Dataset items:
╔══
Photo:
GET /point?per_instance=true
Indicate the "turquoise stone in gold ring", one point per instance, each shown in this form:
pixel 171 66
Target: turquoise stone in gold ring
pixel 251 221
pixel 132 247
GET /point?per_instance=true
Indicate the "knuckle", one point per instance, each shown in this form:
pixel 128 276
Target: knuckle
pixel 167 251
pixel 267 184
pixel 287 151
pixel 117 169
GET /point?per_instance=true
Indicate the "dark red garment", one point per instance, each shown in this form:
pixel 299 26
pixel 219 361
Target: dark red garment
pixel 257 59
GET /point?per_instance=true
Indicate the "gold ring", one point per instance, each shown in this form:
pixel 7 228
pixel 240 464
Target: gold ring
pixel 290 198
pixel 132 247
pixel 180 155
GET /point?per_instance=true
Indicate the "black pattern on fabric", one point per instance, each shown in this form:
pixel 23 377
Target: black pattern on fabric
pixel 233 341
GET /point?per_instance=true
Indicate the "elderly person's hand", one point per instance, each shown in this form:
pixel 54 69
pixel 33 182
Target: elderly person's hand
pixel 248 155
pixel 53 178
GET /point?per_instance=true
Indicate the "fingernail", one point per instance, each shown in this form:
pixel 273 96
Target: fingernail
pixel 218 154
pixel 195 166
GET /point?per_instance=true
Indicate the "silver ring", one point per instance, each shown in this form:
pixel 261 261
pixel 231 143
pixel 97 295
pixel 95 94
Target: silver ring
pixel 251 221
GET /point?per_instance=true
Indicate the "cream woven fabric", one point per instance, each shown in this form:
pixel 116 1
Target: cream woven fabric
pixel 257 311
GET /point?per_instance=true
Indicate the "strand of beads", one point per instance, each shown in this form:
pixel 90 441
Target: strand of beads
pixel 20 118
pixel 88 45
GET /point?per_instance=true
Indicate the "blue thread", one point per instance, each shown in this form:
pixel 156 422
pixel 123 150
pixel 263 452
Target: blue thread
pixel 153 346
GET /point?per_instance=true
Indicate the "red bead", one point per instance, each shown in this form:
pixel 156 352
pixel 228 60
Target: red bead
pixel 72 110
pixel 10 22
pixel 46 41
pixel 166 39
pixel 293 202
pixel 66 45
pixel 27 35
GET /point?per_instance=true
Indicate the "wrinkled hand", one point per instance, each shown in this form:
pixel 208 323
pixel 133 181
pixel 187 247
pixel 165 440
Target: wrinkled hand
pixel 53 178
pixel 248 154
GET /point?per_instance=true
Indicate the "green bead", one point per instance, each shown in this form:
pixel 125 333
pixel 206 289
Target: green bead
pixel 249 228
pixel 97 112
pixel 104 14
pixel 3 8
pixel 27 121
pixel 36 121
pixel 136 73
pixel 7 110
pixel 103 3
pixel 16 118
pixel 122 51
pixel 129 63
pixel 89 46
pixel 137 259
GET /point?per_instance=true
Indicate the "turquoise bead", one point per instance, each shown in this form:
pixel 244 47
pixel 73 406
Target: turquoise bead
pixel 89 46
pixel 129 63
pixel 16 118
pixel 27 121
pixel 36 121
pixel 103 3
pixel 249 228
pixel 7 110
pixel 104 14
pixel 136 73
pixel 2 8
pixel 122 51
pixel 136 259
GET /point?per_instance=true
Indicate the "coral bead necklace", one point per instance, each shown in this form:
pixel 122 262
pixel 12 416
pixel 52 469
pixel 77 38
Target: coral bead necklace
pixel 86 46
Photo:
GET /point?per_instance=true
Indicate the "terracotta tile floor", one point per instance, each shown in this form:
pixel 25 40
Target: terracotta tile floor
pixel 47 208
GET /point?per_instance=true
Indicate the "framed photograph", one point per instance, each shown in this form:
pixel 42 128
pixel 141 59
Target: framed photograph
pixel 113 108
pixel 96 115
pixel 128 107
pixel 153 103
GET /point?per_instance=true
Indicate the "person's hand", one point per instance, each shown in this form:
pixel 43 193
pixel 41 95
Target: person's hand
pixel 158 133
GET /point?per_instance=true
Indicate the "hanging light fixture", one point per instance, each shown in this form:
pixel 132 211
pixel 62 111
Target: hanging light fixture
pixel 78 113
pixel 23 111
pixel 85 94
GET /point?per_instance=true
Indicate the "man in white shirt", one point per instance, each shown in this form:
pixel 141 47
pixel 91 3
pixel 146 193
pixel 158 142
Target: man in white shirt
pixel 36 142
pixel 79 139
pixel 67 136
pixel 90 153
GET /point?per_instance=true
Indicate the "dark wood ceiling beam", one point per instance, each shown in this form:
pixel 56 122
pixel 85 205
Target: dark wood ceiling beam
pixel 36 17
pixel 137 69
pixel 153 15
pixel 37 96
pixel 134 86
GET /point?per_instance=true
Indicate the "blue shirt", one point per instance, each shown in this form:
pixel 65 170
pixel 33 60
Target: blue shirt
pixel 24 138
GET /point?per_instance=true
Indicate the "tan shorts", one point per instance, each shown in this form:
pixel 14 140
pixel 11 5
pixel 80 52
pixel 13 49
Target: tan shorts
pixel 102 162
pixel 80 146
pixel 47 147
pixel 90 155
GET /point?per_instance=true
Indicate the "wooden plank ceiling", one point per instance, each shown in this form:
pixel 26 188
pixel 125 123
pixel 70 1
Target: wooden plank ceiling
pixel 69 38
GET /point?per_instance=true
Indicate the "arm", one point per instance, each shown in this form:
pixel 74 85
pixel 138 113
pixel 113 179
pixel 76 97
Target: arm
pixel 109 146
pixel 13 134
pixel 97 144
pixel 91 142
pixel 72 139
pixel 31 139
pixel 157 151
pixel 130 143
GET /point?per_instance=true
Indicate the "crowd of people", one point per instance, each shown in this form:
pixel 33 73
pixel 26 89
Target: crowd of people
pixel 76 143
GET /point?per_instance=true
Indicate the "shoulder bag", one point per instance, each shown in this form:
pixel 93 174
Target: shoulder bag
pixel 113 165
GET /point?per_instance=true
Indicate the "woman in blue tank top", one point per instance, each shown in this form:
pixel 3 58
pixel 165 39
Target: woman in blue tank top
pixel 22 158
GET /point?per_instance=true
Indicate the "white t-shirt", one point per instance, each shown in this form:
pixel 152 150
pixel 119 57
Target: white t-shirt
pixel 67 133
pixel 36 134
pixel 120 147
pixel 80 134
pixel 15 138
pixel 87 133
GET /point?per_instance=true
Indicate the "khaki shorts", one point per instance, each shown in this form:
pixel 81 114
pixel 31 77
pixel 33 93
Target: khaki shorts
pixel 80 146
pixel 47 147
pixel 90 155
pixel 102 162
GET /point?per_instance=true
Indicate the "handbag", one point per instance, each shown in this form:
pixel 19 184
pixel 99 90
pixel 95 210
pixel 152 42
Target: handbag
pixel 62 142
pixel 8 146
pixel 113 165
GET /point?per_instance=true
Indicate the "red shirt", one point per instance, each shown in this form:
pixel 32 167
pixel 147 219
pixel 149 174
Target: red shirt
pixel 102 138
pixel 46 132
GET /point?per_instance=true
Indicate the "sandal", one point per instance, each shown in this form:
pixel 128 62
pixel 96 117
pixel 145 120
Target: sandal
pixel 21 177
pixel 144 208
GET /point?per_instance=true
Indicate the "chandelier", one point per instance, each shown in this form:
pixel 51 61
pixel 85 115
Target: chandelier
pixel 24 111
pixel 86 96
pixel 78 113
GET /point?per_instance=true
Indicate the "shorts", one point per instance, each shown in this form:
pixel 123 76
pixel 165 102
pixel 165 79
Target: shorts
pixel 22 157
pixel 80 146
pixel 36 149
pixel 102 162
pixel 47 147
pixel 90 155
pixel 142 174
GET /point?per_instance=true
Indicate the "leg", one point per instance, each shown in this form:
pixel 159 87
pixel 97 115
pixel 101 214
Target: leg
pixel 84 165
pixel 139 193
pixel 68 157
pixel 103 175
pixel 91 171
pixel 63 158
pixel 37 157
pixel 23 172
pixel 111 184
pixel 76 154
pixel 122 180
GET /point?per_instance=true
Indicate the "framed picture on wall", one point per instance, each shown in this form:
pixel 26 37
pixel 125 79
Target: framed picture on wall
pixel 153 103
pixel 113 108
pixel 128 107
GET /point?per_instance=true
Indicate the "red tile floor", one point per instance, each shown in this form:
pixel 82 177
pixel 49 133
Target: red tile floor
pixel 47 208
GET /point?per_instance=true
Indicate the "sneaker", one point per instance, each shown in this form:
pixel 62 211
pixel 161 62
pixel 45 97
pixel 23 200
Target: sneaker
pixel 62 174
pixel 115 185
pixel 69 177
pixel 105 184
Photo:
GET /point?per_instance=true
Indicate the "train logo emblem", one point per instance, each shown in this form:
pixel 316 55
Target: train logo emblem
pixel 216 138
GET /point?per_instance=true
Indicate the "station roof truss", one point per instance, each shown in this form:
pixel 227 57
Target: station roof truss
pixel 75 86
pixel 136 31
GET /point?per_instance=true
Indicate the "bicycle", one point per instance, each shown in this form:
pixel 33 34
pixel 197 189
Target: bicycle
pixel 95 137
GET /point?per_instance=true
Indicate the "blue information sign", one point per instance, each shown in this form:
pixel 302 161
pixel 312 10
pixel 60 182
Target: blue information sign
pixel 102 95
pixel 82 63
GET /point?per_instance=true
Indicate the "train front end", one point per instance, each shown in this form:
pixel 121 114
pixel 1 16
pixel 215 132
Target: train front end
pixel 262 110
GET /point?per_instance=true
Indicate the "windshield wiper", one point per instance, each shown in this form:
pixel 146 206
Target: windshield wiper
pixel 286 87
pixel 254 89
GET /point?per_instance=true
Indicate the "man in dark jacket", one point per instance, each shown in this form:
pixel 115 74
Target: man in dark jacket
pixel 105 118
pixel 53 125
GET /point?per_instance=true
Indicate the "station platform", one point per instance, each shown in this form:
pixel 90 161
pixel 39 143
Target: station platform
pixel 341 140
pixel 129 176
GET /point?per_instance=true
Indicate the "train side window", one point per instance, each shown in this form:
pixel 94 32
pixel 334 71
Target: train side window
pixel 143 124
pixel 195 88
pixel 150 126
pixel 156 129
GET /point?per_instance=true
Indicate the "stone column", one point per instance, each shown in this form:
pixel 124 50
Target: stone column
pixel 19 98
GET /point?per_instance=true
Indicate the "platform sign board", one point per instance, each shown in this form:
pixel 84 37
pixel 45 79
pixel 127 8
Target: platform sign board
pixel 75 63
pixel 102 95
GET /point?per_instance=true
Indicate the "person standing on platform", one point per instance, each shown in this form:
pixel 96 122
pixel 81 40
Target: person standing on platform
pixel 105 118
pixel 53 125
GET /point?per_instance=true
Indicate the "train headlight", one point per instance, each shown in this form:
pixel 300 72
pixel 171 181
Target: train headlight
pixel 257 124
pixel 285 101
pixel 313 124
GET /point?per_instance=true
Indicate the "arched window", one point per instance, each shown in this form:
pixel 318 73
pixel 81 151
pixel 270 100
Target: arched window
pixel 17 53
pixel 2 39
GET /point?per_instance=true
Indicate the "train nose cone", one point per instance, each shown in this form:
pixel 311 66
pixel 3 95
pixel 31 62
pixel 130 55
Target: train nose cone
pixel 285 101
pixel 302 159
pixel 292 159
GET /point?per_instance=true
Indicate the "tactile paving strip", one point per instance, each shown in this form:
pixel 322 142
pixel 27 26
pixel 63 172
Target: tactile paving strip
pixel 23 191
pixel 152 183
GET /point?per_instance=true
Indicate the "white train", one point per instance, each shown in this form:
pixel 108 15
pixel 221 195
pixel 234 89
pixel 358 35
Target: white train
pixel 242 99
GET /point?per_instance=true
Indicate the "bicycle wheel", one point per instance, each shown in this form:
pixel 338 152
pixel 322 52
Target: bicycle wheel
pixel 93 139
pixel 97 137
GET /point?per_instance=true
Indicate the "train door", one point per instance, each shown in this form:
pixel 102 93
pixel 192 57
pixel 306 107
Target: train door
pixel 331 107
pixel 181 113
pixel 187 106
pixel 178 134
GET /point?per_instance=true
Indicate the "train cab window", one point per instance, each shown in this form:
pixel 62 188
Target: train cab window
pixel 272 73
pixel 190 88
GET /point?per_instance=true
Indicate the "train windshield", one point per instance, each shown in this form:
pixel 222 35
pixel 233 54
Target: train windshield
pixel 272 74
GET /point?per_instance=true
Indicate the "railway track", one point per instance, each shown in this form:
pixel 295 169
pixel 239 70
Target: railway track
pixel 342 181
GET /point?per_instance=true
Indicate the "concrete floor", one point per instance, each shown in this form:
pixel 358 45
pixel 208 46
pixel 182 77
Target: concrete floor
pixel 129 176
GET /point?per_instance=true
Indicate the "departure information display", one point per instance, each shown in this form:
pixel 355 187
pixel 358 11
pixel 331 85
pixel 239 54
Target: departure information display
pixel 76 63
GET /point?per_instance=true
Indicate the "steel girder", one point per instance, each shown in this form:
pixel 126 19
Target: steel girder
╚══
PROBLEM REQUIREMENTS:
Copy the records from their start through the line containing "pixel 257 311", changing each "Indicate" to "Mark" and leaving everything else as it is.

RESULT OF THIS EXERCISE:
Photo:
GET /point?per_instance=true
Mark the "turquoise stone in gold ring", one point per instance, each shown in this form:
pixel 171 66
Target: turquoise stone in gold ring
pixel 251 221
pixel 132 247
GET /point?per_instance=true
Mark the "knuckle", one point per instance, each shown in this form:
pixel 128 276
Target: knuckle
pixel 167 251
pixel 267 184
pixel 287 151
pixel 117 169
GET /point?per_instance=true
Mark the "dark red garment", one point per instance, each shown in this form:
pixel 299 26
pixel 219 361
Target: dark red garment
pixel 257 59
GET /point?per_instance=true
Mark the "gold ring", one point per instance, each shown in this form:
pixel 7 228
pixel 240 464
Target: gold ring
pixel 290 198
pixel 132 247
pixel 180 155
GET /point?per_instance=true
Mark the "black pattern on fabric", one point per instance, each shown in this form:
pixel 23 377
Target: black pattern on fabric
pixel 233 341
GET /point?per_instance=true
Mark the "elderly person's hand", one point per instance, each shown in this form:
pixel 54 69
pixel 33 182
Target: elderly person's hand
pixel 248 155
pixel 53 178
GET /point?per_instance=true
Mark the "fingernail", one point per instance, each shown in this form:
pixel 273 96
Target: fingernail
pixel 218 154
pixel 195 166
GET /point?per_instance=true
Mark the "silver ring", one point per instance, each shown in this form:
pixel 261 261
pixel 231 143
pixel 97 295
pixel 95 94
Target: silver ring
pixel 251 221
GET /point?per_instance=true
Mark the "cream woven fabric", one point per instance, each shown in this form:
pixel 116 1
Target: cream woven fabric
pixel 257 311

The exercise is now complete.